• Things to do:
**A.** Repeat the anniversary post word for word, starting at "I've ruminated on" and ending at "Ink Master reruns.".
**B.** Condense the paragraph of the anniversary post that begins "I've ruminated on her observation" into a bulleted list that keeps its main facts.

Let Them Eat Cake
I had a slight argument with my daughter today.
"It's your parents anniversary today, kiddo."
"No it's not."
"Actually, yes it is. October 22."
"No it's not. We don't have cake."
To my three year old, nothing is worth celebrating unless it comes with cake and ice cream. And possibly streamers and balloons. It's so linear to her- an anniversary is a celebration, celebrations have cake. We have no cake, hence, I must be sorely mistaken. It couldn't possibly be our anniversary.
I've ruminated on her observation this afternoon. Our anniversary has fallen during the week, and as such and due to the season we're in with a small child in the mix, celebrations have looked an awful lot just like every other day. We say well wishes, joke about taking pictures in the rain all those years ago, how we were the first people to leave our own wedding reception and move on to the steaming of broccoli (the only green vegetable our kid will eat) settle in on the couch and proceed to follow every other day protocol: run downs of the day, dishes in the dishwasher, lunches in lunch boxes, brushing teeth, trying not to fall asleep in the living room during Ink Master reruns.
But something about El's refusal to accept what today signifies snapped me to attention. Hey. We've been together for ten years. Married for nine. That's actually, in the grand scheme of things and the world around us, an accomplishment worthy of celebration. We have committed, for better and worse (and we've had plenty of both) ourselves to the other for nearly a decade. That's more than double our kid's ENTIRE LIFE.

• Supplied information:
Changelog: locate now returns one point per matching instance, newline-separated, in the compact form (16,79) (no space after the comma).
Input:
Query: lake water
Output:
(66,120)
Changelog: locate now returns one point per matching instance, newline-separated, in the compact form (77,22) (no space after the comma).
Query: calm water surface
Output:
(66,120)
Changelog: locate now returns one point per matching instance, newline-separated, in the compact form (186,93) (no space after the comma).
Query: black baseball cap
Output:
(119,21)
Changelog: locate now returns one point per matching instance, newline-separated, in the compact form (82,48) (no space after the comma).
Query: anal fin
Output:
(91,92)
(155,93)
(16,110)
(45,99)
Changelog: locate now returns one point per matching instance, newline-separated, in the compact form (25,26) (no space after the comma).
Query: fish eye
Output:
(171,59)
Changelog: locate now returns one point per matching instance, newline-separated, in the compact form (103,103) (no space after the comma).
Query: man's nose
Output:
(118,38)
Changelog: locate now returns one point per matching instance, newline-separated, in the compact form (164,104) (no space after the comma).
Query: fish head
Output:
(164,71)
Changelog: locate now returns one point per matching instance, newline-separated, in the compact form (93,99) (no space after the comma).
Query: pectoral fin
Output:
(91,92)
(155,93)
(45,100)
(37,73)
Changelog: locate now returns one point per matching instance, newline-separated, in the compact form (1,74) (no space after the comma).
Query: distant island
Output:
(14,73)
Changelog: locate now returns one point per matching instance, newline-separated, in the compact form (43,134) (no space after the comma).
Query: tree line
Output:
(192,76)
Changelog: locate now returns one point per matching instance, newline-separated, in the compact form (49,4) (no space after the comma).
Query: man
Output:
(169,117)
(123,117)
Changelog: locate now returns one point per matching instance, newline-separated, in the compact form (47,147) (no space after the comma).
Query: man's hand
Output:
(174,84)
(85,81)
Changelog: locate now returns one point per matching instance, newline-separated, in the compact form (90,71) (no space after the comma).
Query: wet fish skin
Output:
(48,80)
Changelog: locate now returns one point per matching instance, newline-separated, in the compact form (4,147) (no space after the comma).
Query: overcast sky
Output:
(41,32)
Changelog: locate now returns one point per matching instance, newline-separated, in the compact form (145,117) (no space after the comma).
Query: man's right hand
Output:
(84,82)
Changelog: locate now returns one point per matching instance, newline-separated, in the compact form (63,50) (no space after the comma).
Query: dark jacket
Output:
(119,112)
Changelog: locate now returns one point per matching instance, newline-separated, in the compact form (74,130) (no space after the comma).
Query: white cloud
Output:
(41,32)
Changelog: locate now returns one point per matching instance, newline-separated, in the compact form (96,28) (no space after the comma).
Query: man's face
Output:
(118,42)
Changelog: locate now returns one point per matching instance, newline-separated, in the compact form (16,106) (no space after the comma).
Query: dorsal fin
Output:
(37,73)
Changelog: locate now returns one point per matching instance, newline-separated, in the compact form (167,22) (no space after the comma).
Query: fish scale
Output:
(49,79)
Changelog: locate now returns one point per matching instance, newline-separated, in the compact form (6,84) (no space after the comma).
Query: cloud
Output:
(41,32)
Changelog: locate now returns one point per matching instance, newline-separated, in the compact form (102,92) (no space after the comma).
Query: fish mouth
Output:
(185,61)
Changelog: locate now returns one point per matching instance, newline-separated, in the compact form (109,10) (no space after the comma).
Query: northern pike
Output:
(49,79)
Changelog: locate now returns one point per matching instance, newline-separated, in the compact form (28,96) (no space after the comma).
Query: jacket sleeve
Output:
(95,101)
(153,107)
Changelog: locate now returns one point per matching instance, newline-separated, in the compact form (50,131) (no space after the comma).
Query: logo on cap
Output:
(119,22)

• The replies:
**A.**
I've ruminated on her observation this afternoon. Our anniversary has fallen during the week, and as such and due to the season we're in with a small child in the mix, celebrations have looked an awful lot just like every other day. We say well wishes, joke about taking pictures in the rain all those years ago, how we were the first people to leave our own wedding reception and move on to the steaming of broccoli (the only green vegetable our kid will eat) settle in on the couch and proceed to follow every other day protocol: run downs of the day, dishes in the dishwasher, lunches in lunch boxes, brushing teeth, trying not to fall asleep in the living room during Ink Master reruns.

**B.**
- The writer has thought over the daughter's remark this afternoon.
- The anniversary fell during the week. Because of that and life with a small child, celebrations have looked much like every other day.
- The couple exchange well wishes and joke about taking pictures in the rain years ago and about being the first people to leave their own wedding reception.
- They move on to steaming broccoli, the only green vegetable their kid will eat.
- They settle on the couch and follow the usual routine: rundowns of the day, loading the dishwasher, packing lunch boxes, brushing teeth, and trying not to fall asleep during Ink Master reruns.